-------- Data supplied --------

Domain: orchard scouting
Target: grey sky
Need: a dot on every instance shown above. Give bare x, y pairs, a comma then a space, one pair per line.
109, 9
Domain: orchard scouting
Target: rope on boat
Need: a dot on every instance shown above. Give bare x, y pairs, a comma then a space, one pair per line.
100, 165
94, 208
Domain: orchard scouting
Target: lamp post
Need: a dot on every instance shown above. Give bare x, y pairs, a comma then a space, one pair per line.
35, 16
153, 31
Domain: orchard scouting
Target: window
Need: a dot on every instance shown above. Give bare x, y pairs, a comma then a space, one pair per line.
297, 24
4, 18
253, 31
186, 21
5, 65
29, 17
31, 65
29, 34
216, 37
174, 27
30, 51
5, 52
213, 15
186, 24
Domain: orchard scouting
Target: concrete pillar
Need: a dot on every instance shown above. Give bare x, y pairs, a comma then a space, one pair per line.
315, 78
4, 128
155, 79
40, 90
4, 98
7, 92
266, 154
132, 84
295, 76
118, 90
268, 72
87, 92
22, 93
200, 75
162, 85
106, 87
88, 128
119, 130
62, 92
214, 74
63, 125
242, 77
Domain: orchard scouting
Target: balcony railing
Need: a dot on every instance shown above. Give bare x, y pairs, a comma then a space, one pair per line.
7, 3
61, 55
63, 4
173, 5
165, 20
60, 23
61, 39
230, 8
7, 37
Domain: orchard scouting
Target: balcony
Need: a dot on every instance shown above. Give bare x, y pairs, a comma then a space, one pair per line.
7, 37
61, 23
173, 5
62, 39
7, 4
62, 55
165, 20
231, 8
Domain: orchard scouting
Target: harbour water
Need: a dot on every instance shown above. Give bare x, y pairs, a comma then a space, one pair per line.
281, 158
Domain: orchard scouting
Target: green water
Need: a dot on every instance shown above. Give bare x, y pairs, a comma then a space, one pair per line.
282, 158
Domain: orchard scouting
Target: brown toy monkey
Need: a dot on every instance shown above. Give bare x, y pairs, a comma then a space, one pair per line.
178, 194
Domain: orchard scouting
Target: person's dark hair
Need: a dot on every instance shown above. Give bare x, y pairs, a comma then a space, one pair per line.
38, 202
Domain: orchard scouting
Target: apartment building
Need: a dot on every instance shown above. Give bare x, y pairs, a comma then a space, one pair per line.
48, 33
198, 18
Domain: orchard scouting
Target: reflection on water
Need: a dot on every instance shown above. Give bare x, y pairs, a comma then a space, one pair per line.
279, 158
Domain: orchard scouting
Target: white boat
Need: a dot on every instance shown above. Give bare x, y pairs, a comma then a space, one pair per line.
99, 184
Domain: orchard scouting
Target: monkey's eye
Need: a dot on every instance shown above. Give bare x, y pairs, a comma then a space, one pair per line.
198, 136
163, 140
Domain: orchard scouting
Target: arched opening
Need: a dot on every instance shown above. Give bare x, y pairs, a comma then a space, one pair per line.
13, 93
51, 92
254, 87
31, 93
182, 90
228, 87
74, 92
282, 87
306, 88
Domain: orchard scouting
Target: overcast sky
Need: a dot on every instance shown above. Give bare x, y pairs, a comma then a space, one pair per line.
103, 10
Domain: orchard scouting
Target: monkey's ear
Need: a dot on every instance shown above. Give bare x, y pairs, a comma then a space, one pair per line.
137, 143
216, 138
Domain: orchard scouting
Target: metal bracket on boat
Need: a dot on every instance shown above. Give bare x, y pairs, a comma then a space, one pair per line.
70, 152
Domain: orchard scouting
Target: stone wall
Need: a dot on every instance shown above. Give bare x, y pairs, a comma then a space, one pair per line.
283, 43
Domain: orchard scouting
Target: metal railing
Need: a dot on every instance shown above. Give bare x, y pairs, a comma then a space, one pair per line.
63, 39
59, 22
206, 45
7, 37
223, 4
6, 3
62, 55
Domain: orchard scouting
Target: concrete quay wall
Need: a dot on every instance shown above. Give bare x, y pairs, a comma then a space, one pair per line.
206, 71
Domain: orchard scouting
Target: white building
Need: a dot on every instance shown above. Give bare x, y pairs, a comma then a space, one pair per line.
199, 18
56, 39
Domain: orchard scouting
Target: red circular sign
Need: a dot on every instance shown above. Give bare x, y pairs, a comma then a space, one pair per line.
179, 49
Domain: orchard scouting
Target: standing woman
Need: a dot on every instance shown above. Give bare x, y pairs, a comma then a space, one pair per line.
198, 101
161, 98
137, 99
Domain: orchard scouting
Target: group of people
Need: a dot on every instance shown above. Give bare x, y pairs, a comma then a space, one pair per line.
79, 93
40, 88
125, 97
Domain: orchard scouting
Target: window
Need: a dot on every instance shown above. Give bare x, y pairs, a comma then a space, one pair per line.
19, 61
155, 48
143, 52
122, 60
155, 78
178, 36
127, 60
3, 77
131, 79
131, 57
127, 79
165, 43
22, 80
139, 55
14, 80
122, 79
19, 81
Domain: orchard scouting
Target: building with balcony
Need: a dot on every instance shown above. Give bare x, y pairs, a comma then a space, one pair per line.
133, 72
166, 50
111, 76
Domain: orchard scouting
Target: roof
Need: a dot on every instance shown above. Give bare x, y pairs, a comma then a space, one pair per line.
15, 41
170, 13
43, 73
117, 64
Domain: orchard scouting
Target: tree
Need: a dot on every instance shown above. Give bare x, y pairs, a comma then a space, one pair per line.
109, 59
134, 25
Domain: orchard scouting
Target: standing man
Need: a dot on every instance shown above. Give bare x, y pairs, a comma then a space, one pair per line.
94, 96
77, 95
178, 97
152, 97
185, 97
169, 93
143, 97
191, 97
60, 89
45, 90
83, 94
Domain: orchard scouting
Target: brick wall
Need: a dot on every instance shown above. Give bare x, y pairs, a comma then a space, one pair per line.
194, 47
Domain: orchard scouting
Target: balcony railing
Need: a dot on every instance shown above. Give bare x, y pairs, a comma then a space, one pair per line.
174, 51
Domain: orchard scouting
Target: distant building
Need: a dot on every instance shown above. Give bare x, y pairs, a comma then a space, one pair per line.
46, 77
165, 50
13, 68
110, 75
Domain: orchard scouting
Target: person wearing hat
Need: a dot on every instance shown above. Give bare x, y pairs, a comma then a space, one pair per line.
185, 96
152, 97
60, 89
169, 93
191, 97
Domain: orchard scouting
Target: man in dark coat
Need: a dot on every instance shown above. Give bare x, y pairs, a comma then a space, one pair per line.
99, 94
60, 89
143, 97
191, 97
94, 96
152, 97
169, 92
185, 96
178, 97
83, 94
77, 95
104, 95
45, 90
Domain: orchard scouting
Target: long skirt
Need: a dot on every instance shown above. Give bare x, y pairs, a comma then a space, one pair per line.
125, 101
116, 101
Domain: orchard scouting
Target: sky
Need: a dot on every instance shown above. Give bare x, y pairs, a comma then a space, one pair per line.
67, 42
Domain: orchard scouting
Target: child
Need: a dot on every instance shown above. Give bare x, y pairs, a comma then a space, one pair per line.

--------

**Set task**.
Pick out every line in the records that contains the string "person" and copy each of those lines.

**Expected output**.
Target: person's dark hair
Target: person wearing hat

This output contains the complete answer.